Surgery has rapidly evolved in the last 2 decades. Laparoscopic techniques have revolutionized the specialty, and robotic and endoscopic surgery hold promise. Surgeons have been required to learn and utilize new skill sets to keep pace with the advancing technology. Demand for endovascular procedures is rapidly increasing as well. This will oblige vascular surgeons to acquire catheter and guide wire skills or entrust the care of many of their patients to physicians in other specialties. Members of our division chose to retrain and acquire the requisite skills necessary to provide our patients with catheter-based treatment options. As a consequence, our practice patterns have been dramatically altered.
The results of our study demonstrate the rapid increase in minimally invasive procedures that has occurred during the last 5 years. The number of EVARs and suprainguinal and infrainguinal PTA/Ss has now eclipsed the number of their open surgical counterparts. The CAS is beginning to replace traditional CEA as the treatment for patients with extracranial cerebrovascular disease. One result of this change in practice patterns is a dramatically reduced length of stay for those undergoing minimally invasive procedures. Many of these procedures can be performed on an outpatient basis. This makes inpatient beds, which are increasingly becoming a valuable commodity, available, and lowers the cost of patient care.20 When compared, a reduced mortality rate for endovascular procedures approached but did not achieve statistical significance (P = .09).
New technologies need to be critically evaluated, and their efficacy needs to be objectively compared with traditional treatment modalities. We believe that surgeons who can perform both minimally invasive and open procedures will be better able to make these unbiased judgments than physicians who provide only 1 form of care. In addition, those who are facile in all modes of therapy will be able to offer their patients the best therapeutic option after considering all possible alternatives.
Postgraduate training will also be greatly influenced by rapid technological advances. Some of these new techniques will require the acquisition of skill sets that traditionally lie within other specialties. It is incumbent on those who train residents to learn to skillfully perform these new procedures so that they will be able to help their students appropriately incorporate them into their therapeutic armamentarium and treatment algorithms. Realizing the importance, utility, and prevalence of minimally invasive procedures, our residency review committee has now required all vascular surgery fellowships to incorporate endovascular procedures as an integral part of the curriculum. Similar requirements have been mandated for general surgery residencies in the areas of laparoscopy and endoscopy to provide more comprehensive and up-to-date training for the next generation of general surgeons. Surgeons who integrate these new techniques into their practice will not be required to delegate the training of their house staff to those in other disciplines, who may or may not inflict their own treatment bias. They will also serve as role models for future surgeons, who will most likely be required to retrain several times during their careers. Another consequence of the rapid rise in endovascular procedures is the resultant decrease in traditional open vascular procedures available in general surgery resident training.21 Currently our programs graduate 7 to 8 general surgery residents and 1 vascular resident per year. Although the number of vascular procedures performed by the general surgery residents has decreased, to date all have exceeded the minimum requirement set forth by the American Board of Surgery. However, the American Board of Surgery may need to reevaluate resident case requirements in the future. Board passage rates for both general and vascular surgery residents have remained satisfactory. Since increasing the length of our vascular surgery residency in 2002 from 1 to 2 years, all vascular surgery residents completing our program have been able to receive privileges for all open and catheter-based procedures with the exception of CAS. We plan to rectify this deficiency in the near future.

__RECORDS PROVIDED__:

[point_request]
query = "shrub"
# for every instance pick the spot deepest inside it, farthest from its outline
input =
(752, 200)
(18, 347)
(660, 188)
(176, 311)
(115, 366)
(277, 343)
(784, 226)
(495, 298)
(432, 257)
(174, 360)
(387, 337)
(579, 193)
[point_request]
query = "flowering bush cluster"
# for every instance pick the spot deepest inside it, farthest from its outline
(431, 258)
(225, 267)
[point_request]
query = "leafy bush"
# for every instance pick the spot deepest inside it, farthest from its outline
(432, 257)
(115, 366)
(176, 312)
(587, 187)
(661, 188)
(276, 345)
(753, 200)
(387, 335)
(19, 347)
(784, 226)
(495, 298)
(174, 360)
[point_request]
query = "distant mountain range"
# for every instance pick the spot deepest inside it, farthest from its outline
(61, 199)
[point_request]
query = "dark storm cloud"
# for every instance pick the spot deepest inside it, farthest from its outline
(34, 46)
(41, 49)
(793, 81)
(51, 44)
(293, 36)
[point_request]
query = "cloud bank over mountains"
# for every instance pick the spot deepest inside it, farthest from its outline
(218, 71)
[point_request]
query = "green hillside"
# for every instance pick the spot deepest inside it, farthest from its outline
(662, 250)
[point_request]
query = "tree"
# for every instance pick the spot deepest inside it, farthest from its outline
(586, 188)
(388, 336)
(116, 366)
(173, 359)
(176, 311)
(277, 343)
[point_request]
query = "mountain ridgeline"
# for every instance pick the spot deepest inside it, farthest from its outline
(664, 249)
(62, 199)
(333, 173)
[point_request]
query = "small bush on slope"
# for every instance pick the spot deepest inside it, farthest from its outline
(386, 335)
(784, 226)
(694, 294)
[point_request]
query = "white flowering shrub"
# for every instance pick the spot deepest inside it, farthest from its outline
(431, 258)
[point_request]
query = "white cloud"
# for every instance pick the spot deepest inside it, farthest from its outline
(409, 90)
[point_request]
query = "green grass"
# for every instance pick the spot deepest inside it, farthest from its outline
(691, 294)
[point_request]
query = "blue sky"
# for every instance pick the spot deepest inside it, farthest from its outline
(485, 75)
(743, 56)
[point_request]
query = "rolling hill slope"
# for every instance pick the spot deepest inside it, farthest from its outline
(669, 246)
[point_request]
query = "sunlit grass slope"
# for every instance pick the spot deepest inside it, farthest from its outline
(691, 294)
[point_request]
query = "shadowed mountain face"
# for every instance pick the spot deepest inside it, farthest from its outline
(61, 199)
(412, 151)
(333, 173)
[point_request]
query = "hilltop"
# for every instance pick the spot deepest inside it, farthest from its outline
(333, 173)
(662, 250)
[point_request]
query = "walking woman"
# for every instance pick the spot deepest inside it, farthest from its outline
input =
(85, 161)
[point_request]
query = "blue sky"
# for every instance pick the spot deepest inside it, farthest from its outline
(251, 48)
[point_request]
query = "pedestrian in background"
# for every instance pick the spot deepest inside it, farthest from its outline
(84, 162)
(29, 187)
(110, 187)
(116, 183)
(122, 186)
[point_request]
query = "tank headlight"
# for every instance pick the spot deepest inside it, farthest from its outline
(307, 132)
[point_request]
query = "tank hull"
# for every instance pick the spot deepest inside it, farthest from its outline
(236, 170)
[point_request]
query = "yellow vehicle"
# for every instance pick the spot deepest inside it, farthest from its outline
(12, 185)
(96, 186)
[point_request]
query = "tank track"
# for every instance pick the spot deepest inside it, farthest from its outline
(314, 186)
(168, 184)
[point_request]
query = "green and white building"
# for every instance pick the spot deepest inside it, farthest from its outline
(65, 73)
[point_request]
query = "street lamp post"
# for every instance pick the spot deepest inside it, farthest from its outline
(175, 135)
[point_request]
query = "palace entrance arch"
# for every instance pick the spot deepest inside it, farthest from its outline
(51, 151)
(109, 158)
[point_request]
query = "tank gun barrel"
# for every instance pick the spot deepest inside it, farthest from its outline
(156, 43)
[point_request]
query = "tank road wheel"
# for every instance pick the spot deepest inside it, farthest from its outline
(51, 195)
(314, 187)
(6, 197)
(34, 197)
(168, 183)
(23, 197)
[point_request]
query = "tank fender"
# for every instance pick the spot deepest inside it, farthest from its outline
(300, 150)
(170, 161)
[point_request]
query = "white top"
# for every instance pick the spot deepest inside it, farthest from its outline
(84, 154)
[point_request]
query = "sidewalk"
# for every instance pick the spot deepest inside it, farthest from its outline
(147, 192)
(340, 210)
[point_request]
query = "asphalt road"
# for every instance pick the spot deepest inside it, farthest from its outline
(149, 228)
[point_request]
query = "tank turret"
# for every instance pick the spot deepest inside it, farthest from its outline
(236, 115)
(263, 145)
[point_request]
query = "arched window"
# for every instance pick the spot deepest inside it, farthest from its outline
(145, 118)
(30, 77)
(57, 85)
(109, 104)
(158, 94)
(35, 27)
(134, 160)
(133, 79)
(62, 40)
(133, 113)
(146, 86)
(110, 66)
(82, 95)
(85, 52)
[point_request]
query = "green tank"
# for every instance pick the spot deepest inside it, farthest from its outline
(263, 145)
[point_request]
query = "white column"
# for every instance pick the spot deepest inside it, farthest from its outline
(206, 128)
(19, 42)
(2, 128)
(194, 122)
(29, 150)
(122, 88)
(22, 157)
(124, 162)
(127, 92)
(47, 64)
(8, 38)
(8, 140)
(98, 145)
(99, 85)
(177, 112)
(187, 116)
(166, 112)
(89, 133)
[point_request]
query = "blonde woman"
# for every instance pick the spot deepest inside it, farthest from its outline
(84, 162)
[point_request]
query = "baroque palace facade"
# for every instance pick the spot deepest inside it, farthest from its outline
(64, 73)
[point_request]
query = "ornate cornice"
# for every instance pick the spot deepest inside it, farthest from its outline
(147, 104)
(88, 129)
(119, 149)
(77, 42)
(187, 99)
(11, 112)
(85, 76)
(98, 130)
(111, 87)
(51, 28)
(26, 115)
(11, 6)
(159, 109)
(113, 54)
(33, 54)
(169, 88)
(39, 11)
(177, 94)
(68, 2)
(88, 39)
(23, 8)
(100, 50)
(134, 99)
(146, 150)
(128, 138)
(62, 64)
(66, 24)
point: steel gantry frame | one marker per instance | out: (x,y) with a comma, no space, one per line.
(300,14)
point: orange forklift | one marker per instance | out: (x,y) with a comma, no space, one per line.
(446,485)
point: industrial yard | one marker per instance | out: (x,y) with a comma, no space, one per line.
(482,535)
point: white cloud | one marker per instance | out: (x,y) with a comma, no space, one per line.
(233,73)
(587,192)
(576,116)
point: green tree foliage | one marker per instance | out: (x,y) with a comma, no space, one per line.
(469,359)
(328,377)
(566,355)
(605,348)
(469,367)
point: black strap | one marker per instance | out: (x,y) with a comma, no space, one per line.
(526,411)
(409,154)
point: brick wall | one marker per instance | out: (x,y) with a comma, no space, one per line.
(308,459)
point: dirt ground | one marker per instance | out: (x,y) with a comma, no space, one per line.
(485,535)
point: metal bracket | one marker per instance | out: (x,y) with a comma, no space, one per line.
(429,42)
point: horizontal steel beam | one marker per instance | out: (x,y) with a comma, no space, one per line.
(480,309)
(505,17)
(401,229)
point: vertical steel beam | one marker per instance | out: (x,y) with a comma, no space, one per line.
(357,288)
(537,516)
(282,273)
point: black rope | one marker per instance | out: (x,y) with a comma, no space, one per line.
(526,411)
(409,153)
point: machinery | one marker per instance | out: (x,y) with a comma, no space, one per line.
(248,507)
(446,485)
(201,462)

__WHAT NEEDS TO BE DONE__: List every abbreviation for a procedure that the passage on vascular surgery practice uses. The records have no connection to the passage on vascular surgery practice.

__RESPONSE__: EVAR, PTA/S, CAS, CEA